[Extrait du document]
####################

Parfois un éditeur a une vision, un PROJET, et cela se concrétise de façon fracassante dans les étals de nos chères librairies. Dargaud a récemment été touché par la grâce et s’est dit que les longues colonnes de fans zombifiés allant voir les marvéleries et autres épopées spatiales plus ou moins frelatées, pouvaient être un indice ténu d’un certain regain d’intérêt, plus ou moins hexagonal, pour la SF sous toutes ses formes. Mais là où j’envoie des fleurs, là où je déclame des panégyriques enflammés sur fond de lyres et de trompettes, c’est que la SF qui nous est servie est très loin de la pâtée standardisée moyenne qui déchaîne les passions, c’est au contraire de l’authentique SF élevée en plein air et nourrie au grain. Elle a le scénario brillant, la case claire et les idées bien charpentées par un soin d’artisans passionnés. Pour l’heure j’ai lu L’Humain et Mécanique céleste en plus d’Univers ! dont il va être question ici, et bien j’approuve, je félicite, je câline (virilement d’une claque sèche sur la croupe). Par ici pour le nécessaire abattoir pour voir ce qu’Univers ! a dans les tripes.

Pulp et austérité ?

####################

[Entrées d'annotation de points sur images]

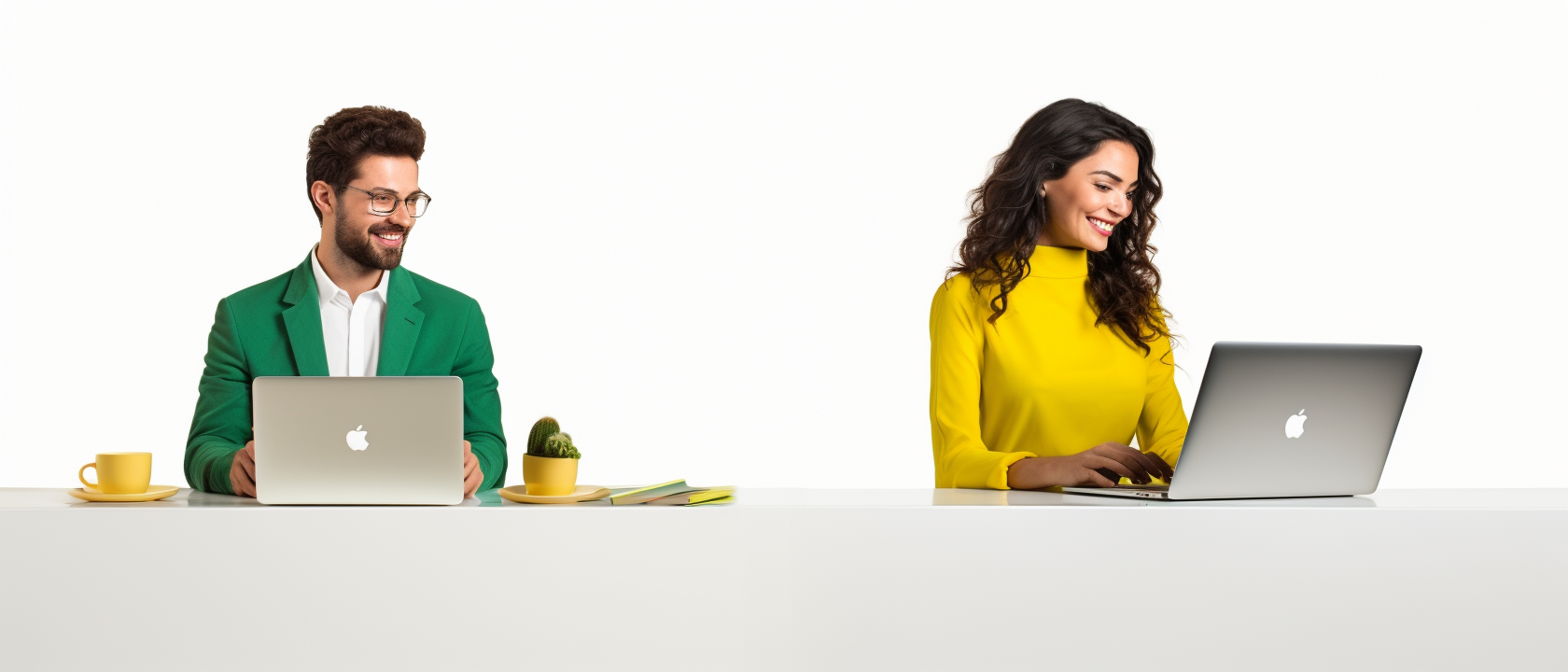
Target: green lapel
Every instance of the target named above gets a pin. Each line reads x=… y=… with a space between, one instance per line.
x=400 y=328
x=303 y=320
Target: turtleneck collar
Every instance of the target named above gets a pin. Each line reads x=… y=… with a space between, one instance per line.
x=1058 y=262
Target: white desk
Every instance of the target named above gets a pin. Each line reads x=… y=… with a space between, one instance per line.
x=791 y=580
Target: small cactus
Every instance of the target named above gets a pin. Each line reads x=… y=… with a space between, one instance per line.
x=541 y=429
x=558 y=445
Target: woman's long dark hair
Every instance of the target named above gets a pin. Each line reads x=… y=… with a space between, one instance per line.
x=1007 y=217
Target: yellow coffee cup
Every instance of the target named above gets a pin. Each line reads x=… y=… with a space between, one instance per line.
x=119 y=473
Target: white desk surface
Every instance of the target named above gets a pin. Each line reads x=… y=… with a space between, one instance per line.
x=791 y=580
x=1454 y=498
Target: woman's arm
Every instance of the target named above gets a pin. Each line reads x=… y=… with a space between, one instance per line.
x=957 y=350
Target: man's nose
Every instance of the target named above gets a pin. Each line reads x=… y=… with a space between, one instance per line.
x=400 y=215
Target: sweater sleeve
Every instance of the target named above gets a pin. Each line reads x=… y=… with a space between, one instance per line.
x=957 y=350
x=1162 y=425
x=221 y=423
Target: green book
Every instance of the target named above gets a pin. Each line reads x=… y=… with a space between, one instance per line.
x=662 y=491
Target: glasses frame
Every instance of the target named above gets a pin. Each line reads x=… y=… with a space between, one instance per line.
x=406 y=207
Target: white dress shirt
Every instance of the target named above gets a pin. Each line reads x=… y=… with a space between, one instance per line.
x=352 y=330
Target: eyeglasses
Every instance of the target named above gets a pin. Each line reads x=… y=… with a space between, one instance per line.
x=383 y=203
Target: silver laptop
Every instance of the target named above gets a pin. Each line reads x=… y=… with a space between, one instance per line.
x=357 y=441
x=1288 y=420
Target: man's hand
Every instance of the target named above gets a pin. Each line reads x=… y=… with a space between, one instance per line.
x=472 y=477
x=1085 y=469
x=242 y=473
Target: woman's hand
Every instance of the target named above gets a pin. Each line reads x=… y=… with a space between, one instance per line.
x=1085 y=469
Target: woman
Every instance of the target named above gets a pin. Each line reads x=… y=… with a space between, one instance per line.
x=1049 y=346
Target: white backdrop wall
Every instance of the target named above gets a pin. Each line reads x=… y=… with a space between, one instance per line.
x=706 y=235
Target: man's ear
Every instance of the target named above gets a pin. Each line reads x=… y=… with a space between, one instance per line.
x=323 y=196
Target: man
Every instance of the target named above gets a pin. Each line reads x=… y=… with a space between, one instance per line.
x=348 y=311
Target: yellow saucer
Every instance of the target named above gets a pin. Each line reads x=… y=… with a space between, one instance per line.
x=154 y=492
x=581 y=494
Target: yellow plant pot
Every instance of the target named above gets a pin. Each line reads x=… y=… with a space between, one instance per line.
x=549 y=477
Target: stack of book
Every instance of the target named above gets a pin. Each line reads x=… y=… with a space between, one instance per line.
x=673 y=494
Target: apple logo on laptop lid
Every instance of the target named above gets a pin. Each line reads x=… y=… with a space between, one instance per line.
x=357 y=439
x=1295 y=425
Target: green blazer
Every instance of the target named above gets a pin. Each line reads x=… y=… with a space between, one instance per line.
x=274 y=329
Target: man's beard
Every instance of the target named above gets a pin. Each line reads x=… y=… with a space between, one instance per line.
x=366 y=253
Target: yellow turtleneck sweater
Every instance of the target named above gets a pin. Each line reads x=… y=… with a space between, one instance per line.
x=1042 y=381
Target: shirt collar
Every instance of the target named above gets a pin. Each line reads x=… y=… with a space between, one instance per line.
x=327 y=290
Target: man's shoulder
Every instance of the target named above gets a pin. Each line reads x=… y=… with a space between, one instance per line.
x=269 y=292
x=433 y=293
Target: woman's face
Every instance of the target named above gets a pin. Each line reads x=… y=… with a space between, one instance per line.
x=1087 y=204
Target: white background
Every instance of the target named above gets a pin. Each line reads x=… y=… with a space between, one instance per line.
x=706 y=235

####################

[Consignes]
• 1. Relevez tous les titres d'albums que l'extrait sur la SF chez Dargaud mentionne comme déjà lus.
• 2. D'après l'extrait sur la SF chez Dargaud, quel éditeur « a récemment été touché par la grâce » ?
Les entrées proviennent d'une autre source que l'extrait.

[Réponses de l'exercice]
• 1. L'Humain, Mécanique céleste, Univers !

• 2. Dargaud.